What to work on
Copy out the lines of the listing below, from the line containing "Objective — one point on each instance of the sky" through the end of the listing, with no change.

Coordinate labeling data
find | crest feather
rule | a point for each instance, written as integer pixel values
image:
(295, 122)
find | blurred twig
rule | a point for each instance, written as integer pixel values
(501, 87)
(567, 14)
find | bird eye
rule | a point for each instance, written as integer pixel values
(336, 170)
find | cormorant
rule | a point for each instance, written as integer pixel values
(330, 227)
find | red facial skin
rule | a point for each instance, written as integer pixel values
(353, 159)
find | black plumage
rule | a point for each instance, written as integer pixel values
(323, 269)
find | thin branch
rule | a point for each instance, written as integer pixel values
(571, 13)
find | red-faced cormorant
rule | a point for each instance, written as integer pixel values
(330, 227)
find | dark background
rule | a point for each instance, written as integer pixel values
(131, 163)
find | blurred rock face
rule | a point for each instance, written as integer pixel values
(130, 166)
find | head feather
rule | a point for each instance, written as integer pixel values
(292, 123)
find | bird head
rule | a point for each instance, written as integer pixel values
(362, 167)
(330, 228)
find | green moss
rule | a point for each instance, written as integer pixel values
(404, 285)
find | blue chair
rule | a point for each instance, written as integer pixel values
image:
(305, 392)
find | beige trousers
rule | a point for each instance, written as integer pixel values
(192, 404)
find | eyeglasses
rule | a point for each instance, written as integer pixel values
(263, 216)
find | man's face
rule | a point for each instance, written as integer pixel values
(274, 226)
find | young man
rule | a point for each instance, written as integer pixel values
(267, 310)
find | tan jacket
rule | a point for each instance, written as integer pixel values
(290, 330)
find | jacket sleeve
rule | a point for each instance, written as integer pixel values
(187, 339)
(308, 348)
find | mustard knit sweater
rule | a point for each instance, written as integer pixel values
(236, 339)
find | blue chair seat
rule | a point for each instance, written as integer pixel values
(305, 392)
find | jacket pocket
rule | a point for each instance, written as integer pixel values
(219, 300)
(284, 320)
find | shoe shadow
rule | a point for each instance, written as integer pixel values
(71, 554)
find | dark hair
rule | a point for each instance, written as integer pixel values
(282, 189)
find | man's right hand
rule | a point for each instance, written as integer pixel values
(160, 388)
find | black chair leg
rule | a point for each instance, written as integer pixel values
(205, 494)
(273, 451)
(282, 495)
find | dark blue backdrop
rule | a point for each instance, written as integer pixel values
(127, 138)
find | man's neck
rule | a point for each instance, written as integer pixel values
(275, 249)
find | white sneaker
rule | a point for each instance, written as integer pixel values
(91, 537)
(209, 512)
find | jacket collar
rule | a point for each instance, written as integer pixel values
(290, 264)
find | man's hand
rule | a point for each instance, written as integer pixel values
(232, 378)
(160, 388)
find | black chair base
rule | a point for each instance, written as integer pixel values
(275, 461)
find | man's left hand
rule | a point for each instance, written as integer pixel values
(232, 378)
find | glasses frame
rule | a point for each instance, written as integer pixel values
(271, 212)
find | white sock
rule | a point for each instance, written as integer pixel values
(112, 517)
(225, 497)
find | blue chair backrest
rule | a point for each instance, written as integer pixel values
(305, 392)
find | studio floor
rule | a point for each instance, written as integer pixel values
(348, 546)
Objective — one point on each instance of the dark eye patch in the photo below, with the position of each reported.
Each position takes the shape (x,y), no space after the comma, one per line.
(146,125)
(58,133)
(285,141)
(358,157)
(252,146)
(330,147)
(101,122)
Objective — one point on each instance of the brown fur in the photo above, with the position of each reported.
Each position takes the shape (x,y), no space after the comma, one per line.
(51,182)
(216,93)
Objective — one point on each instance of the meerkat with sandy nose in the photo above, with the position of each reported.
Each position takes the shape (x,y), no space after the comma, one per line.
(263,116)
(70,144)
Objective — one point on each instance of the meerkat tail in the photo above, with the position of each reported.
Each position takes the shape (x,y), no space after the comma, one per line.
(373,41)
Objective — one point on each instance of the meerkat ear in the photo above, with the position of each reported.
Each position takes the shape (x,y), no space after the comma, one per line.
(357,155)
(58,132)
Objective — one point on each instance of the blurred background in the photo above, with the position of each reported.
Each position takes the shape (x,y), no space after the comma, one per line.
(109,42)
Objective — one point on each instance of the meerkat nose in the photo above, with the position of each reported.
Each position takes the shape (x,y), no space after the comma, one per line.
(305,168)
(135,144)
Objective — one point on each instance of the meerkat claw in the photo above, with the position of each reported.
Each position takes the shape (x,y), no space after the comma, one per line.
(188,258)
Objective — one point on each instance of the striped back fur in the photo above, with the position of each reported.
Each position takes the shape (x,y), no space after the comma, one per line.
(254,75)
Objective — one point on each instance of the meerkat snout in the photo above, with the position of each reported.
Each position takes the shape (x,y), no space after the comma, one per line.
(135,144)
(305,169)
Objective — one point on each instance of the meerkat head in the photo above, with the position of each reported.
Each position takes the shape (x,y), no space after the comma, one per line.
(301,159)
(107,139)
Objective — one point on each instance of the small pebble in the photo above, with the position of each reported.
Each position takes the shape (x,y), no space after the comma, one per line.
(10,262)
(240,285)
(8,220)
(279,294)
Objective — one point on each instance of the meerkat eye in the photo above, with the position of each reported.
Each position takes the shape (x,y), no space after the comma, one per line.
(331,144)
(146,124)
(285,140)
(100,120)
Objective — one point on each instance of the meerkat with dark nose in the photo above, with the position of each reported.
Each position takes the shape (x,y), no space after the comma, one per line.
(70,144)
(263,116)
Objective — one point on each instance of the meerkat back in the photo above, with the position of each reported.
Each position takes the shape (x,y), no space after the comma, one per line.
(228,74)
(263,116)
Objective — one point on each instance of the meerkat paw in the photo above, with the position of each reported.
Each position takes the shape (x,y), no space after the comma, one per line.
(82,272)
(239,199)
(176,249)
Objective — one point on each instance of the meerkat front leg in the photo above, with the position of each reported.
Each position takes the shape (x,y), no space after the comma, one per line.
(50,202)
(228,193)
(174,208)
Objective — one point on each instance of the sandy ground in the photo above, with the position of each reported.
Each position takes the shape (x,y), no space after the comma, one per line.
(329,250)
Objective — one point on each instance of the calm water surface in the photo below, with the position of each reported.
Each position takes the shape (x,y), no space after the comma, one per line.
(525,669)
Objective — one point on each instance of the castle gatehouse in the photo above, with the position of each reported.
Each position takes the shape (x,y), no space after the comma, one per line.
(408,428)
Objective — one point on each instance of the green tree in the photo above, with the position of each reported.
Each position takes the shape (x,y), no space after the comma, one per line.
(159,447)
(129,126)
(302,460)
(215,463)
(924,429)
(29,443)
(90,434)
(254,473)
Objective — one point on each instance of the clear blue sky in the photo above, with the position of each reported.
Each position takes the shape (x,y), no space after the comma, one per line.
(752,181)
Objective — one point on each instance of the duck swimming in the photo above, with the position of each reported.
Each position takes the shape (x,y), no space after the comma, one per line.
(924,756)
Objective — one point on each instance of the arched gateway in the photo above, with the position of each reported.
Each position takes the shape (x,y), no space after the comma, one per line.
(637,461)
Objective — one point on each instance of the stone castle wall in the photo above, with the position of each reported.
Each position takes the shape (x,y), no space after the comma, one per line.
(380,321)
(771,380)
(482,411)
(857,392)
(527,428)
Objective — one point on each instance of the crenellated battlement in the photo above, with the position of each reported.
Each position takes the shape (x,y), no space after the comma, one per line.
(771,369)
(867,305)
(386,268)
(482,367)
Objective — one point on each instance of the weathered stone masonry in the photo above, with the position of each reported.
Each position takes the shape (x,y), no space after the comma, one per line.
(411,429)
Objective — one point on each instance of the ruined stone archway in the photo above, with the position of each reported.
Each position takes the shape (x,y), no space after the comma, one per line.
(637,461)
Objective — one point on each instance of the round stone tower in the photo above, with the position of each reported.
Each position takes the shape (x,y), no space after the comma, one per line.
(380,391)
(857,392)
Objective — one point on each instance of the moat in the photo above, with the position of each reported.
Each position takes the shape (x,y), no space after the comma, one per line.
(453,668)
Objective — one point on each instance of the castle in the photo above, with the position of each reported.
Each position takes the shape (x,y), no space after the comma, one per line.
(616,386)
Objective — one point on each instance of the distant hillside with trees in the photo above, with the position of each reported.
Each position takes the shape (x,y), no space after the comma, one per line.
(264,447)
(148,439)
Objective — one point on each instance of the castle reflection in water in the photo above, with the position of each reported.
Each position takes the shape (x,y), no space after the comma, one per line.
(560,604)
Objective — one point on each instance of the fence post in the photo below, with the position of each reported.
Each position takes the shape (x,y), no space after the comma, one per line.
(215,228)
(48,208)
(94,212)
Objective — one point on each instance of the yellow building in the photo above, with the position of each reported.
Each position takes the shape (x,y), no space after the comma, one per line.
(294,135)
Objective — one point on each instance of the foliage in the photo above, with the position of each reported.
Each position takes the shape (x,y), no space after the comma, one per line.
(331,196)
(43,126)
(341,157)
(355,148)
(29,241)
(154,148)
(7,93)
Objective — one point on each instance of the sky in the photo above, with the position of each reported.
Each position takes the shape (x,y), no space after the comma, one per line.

Answer to the problem
Objective — one point on each instance of the sky in the photo above, with the position of each reported.
Each position takes the shape (x,y), no space after the comma, one per line.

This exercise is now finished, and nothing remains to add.